>> BEGIN

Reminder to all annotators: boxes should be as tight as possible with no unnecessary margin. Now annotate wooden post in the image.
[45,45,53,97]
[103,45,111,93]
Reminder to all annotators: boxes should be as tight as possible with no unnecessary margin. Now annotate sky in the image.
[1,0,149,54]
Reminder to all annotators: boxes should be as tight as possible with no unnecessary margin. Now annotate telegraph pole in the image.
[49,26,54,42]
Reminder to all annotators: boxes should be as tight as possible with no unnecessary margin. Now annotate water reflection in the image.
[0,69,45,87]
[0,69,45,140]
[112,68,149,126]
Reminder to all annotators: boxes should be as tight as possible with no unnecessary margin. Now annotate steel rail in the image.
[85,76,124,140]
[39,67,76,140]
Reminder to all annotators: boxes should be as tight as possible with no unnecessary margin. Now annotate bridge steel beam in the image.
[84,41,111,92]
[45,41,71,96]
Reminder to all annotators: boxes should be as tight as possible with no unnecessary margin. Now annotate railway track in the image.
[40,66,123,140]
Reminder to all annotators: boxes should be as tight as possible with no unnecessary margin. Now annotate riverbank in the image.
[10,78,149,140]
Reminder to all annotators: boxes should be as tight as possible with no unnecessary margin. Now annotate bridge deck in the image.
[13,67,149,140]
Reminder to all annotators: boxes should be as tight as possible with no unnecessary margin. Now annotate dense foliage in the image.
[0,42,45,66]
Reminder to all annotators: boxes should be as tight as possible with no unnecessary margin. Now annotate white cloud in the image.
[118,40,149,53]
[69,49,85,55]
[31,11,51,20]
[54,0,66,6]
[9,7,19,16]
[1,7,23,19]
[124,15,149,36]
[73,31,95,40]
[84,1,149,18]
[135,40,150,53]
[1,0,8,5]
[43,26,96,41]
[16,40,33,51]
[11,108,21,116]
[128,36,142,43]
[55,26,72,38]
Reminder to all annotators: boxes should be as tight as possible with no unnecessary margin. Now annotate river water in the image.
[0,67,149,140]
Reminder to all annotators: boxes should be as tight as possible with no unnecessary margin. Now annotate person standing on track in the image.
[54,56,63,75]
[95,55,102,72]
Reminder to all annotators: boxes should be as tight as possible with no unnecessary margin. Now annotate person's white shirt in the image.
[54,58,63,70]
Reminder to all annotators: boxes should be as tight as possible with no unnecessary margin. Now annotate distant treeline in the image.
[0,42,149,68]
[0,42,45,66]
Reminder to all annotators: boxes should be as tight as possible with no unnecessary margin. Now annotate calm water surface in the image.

>> END

Work to complete: Format the material above as a Markdown table with two columns, No. and Line, putting each line in its own numbered row and skipping blank lines.

Completed task:
| No. | Line |
|---|---|
| 1 | Reminder to all annotators: boxes should be as tight as possible with no unnecessary margin. Now annotate wooden post in the image. |
| 2 | [45,45,53,97] |
| 3 | [103,45,111,93] |
| 4 | Reminder to all annotators: boxes should be as tight as possible with no unnecessary margin. Now annotate sky in the image. |
| 5 | [1,0,149,54] |
| 6 | Reminder to all annotators: boxes should be as tight as possible with no unnecessary margin. Now annotate telegraph pole in the image. |
| 7 | [49,26,54,42] |
| 8 | Reminder to all annotators: boxes should be as tight as possible with no unnecessary margin. Now annotate water reflection in the image. |
| 9 | [0,69,45,87] |
| 10 | [0,69,45,140] |
| 11 | [112,68,149,126] |
| 12 | Reminder to all annotators: boxes should be as tight as possible with no unnecessary margin. Now annotate steel rail in the image. |
| 13 | [85,76,124,140] |
| 14 | [39,67,76,140] |
| 15 | Reminder to all annotators: boxes should be as tight as possible with no unnecessary margin. Now annotate bridge steel beam in the image. |
| 16 | [84,41,111,92] |
| 17 | [45,41,71,96] |
| 18 | Reminder to all annotators: boxes should be as tight as possible with no unnecessary margin. Now annotate railway track in the image. |
| 19 | [40,66,123,140] |
| 20 | Reminder to all annotators: boxes should be as tight as possible with no unnecessary margin. Now annotate riverbank in the image. |
| 21 | [10,78,149,140] |
| 22 | Reminder to all annotators: boxes should be as tight as possible with no unnecessary margin. Now annotate bridge deck in the image. |
| 23 | [13,67,149,140] |
| 24 | Reminder to all annotators: boxes should be as tight as possible with no unnecessary margin. Now annotate dense foliage in the image. |
| 25 | [0,42,45,66] |
| 26 | Reminder to all annotators: boxes should be as tight as possible with no unnecessary margin. Now annotate white cloud in the image. |
| 27 | [118,40,149,53] |
| 28 | [69,49,85,55] |
| 29 | [31,11,51,20] |
| 30 | [54,0,66,6] |
| 31 | [9,7,19,16] |
| 32 | [1,7,23,19] |
| 33 | [124,15,149,36] |
| 34 | [73,31,95,40] |
| 35 | [84,1,149,18] |
| 36 | [135,40,150,53] |
| 37 | [1,0,8,5] |
| 38 | [43,26,96,41] |
| 39 | [16,40,33,51] |
| 40 | [11,108,21,116] |
| 41 | [128,36,142,43] |
| 42 | [55,26,72,38] |
| 43 | Reminder to all annotators: boxes should be as tight as possible with no unnecessary margin. Now annotate river water in the image. |
| 44 | [0,67,149,140] |
| 45 | Reminder to all annotators: boxes should be as tight as possible with no unnecessary margin. Now annotate person standing on track in the image. |
| 46 | [54,56,63,75] |
| 47 | [95,55,102,72] |
| 48 | Reminder to all annotators: boxes should be as tight as possible with no unnecessary margin. Now annotate person's white shirt in the image. |
| 49 | [54,58,63,70] |
| 50 | Reminder to all annotators: boxes should be as tight as possible with no unnecessary margin. Now annotate distant treeline in the image. |
| 51 | [0,42,149,68] |
| 52 | [0,42,45,66] |
| 53 | Reminder to all annotators: boxes should be as tight as possible with no unnecessary margin. Now annotate calm water surface in the image. |